Objective ▸ Please repeat everything from the line containing "For the mapping pass, tag each instance of the green leafy" down to the end of the entries, swapping "tree" for "hedge" and leaving the rest unchanged.
*** Recorded information ***
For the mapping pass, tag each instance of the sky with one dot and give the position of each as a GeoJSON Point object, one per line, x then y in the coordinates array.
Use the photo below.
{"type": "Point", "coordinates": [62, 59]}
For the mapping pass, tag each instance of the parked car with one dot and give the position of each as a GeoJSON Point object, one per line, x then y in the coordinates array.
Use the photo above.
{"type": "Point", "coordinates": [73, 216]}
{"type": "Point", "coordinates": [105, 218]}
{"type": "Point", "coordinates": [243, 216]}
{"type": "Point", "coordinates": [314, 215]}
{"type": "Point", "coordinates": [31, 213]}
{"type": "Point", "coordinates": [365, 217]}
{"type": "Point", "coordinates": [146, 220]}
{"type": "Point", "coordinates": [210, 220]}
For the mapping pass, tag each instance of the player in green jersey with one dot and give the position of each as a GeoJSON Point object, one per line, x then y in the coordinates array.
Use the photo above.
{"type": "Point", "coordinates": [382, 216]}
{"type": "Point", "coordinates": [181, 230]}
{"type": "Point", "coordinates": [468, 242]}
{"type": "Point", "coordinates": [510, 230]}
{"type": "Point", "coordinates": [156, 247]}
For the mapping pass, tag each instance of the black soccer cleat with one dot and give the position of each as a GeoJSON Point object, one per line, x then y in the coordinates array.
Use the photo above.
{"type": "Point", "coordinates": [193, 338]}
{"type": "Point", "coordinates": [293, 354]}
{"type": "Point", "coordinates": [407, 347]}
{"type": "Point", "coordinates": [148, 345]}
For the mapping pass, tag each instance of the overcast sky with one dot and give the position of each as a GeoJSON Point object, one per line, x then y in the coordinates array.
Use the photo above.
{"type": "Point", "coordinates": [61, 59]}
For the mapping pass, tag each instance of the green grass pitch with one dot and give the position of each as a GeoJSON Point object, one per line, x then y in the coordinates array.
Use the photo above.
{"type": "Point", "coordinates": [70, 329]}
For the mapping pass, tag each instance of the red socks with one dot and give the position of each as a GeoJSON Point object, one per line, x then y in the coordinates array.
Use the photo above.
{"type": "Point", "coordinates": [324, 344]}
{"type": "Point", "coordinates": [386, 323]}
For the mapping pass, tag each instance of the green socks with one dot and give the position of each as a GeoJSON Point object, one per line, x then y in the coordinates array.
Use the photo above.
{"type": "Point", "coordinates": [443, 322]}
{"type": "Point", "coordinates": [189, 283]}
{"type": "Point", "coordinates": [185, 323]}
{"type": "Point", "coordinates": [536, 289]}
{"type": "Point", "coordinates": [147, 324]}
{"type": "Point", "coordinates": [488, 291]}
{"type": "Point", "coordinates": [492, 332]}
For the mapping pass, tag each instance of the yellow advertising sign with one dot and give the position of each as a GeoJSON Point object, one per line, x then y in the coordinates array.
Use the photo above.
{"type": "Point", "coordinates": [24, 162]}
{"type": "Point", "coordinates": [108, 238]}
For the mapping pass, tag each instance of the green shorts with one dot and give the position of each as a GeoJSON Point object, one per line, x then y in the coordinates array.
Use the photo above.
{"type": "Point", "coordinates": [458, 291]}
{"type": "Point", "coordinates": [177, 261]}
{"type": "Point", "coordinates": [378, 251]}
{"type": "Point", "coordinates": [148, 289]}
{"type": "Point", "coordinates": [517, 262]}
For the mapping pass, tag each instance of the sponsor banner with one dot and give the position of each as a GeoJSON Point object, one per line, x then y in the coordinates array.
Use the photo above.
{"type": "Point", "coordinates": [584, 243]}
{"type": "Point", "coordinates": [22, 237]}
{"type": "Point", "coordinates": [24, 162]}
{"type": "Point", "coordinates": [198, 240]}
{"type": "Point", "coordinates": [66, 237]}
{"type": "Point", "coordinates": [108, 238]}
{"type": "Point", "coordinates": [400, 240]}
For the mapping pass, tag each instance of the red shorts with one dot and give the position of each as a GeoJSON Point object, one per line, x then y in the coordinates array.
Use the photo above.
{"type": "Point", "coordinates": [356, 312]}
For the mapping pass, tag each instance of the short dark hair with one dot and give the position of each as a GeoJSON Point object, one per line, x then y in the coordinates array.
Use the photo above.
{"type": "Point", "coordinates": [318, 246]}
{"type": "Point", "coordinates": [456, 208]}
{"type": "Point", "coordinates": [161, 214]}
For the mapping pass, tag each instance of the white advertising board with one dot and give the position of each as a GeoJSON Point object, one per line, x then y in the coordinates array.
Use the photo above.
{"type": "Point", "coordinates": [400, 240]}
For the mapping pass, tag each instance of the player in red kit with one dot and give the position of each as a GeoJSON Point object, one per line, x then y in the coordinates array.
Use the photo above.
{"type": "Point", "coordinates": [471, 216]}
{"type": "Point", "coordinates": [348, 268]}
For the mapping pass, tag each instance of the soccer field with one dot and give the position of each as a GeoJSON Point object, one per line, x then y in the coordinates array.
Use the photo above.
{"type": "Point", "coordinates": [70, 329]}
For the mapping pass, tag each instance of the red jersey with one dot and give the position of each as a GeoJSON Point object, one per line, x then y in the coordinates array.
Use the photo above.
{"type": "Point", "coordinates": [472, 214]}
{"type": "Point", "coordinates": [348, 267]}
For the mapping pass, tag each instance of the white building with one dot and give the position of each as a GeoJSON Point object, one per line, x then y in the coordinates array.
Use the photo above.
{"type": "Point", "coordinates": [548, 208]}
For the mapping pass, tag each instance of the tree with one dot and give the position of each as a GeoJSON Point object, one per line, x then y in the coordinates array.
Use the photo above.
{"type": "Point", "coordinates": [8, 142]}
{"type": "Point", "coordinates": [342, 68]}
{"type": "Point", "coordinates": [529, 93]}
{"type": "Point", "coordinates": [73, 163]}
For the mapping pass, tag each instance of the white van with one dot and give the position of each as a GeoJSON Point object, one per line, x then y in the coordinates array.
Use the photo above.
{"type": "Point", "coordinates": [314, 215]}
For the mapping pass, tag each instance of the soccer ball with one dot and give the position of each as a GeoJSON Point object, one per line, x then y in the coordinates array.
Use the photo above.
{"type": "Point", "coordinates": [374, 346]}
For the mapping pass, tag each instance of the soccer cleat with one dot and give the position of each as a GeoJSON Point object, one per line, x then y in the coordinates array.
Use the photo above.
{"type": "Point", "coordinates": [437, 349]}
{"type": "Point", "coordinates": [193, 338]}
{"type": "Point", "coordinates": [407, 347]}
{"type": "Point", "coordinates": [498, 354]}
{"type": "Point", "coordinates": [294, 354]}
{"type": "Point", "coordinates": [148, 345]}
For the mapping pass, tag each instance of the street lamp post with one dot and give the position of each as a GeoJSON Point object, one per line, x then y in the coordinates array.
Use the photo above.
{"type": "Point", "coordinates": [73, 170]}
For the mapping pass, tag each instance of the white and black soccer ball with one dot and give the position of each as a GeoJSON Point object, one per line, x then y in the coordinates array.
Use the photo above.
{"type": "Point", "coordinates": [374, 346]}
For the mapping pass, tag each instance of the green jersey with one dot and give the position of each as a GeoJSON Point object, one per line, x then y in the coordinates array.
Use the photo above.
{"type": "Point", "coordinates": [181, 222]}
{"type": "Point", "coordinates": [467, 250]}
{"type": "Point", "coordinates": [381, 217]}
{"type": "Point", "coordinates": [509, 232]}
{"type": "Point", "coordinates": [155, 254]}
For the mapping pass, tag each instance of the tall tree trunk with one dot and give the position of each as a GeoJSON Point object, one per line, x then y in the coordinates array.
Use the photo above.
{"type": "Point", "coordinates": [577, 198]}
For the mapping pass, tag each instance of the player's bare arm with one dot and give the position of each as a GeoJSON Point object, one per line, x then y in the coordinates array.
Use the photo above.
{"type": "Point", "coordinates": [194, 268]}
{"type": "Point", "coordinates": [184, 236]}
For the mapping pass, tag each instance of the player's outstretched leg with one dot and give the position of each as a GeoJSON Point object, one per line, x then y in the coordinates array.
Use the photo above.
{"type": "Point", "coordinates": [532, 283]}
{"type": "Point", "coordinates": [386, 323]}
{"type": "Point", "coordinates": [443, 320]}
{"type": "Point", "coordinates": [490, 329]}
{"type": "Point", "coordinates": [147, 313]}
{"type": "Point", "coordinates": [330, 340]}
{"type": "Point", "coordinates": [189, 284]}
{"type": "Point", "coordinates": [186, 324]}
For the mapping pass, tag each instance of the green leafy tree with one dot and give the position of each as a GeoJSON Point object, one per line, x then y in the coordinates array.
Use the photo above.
***
Written solution ▸
For the mapping pass, tag each instance of the green leafy hedge with one dot and give the position of each as a GeoJSON Point object, one per line, x then y in the coordinates array.
Use the photo above.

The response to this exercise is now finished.